- Exercise instructions
1. In the OLED film text, why do the embodiments focus on improving the back panel and polarizer structures? Answer in one to three sentences.
2. Reproduce word for word everything in the OLED film text from "The present invention is" down to "alleviate this problem.".

- Supplied text
The following description of the embodiments is with reference to the drawings and is provided to illustrate the specific embodiments of the invention. The directional terms mentioned in the present invention, such as ‘upper’, ‘lower’, ‘front’, ‘back’, ‘left’, ‘right’, ‘top’, ‘bottom’, etc., are only the directions in the drawings. Therefore, the directional terminology used is for the purpose of illustration and understanding of the invention rather than limiting the invention. In the figures, structurally similar elements are denoted by the same reference numerals.

The present invention is directed to the problem of the existing display device which generates more ash and pungent odor during the cutting process and reduces cutting quality and product yield. Embodiments of the present invention can alleviate this problem.

As shown in FIG. 1, the existing OLED film layer structure includes a polarizer 11, a touch screen 12, an encapsulation layer 13, an OLED 14, a flexible substrate 15, and a back panel 16. Thickness of each film layer structure is as shown in Table 1 below:

	TABLE 1
	Film Layer Structure	Thickness/um

	BP	100
	Flexible Substrate	20
	OLED	0.3
	TFE	5
	TP	80
	POL	100

It can be seen from Table 1 that the thickness of the back panel and the polarizer is the largest, accounting for about ⅔ of the thickness of the entire product film. In the laser anisotropic cutting process, as shown in FIG. 2, when the polarizer 21, the touch screen 22, the encapsulation layer 23, the OLED 24, the flexible substrate 15 and the back panel 26 in the OLED film layer structure are cut through a cutting track 27 to remove the dummy area 28, there will be a lot of ash and pungent smell, so it is necessary to reduce the ash and pungent smell to improve cutting quality and product yield. In combination with analysis of Table 1, the embodiments of the present invention improve the film layer structures of the back panel and polarizer.

As shown in FIG. 3, the embodiment of the present invention provides a film layer structure of the back panel, as shown in FIG. 3(a), including a protective film 31, a back panel body 32 and a release film 33, to improve the structure of the back panel body 32. As shown in FIG. 3(b), the back panel body is provided with a protective area 301 and an edge-corner material area 302. A cutting area 303 of the back panel is disposed between the protective area 301 of the back panel and the edge-corner material area 302 of the back panel. The cutting area 303 of the back panel is provided with a target area 304 and a first connection area 305. The target area 304 of the back panel has a thickness of 0, that is, the target area 304 of the back panel is empty. The first connection area is connected to the protective area 301 of the back panel and the edge-corner material area 302 of the back panel. The thickness of the first connection area 305 is the same as the thickness of the protective area 30 of the back panel. As shown in FIG. 3, assuming that the width of the protective area of the back panel is f, with the length of d, and the thickness of the cutting area of the back panel is c, with the width of the cutting track being e, the volume of the amount of ash that can be reduced when cutting the back panel is V=2(d+f)*c*e Due to the reduction of the amount of ash, the pungent odor during vaporization will be reduced, so the cutting quality and product yield are improved.

- Given information
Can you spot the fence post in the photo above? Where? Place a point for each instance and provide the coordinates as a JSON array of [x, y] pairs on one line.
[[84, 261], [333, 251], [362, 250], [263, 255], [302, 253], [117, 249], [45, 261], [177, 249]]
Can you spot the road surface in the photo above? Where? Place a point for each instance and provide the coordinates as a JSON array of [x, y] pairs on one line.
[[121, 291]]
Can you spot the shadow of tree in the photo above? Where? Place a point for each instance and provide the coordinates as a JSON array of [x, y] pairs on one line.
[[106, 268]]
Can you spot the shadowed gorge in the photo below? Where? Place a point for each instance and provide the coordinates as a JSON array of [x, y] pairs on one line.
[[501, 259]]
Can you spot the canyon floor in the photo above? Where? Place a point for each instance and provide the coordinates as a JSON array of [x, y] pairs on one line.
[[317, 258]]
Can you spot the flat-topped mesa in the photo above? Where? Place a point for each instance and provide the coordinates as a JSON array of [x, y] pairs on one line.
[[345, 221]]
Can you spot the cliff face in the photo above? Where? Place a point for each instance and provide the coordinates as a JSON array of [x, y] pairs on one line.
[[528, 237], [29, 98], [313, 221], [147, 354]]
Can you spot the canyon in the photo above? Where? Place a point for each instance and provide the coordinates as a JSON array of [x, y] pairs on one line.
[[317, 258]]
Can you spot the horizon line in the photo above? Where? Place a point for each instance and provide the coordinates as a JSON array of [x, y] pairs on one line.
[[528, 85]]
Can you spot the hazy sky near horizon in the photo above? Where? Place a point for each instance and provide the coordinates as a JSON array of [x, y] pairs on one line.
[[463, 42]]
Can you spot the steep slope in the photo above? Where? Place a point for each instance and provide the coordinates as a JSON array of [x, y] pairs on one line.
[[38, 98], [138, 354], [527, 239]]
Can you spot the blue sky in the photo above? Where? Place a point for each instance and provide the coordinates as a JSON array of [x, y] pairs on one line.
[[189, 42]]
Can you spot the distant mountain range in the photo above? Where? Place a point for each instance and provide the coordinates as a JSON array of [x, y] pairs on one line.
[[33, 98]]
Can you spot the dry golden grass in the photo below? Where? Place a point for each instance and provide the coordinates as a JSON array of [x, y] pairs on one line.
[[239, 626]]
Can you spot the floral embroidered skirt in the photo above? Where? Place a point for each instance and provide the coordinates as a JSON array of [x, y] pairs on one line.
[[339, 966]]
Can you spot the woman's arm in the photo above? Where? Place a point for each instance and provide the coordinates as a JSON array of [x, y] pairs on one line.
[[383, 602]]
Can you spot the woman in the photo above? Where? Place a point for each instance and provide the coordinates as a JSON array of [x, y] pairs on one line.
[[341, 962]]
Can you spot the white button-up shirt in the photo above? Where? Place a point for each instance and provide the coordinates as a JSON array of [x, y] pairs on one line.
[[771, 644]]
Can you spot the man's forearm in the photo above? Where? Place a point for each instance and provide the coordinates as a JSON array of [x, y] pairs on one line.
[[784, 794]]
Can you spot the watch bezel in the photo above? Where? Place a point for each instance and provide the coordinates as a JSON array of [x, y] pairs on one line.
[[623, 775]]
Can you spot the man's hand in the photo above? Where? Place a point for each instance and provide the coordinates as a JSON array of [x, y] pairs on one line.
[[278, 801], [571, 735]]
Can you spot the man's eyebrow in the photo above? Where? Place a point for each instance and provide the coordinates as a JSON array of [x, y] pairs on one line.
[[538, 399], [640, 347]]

- Exercise solutions
1. Table 1 shows that the back panel and the polarizer are the thickest layers, together accounting for about two-thirds of the thickness of the entire product film. Cutting through the film produces a lot of ash and a pungent smell, which must be reduced to improve cutting quality and product yield.

2.
The present invention is directed to the problem of the existing display device which generates more ash and pungent odor during the cutting process and reduces cutting quality and product yield. Embodiments of the present invention can alleviate this problem.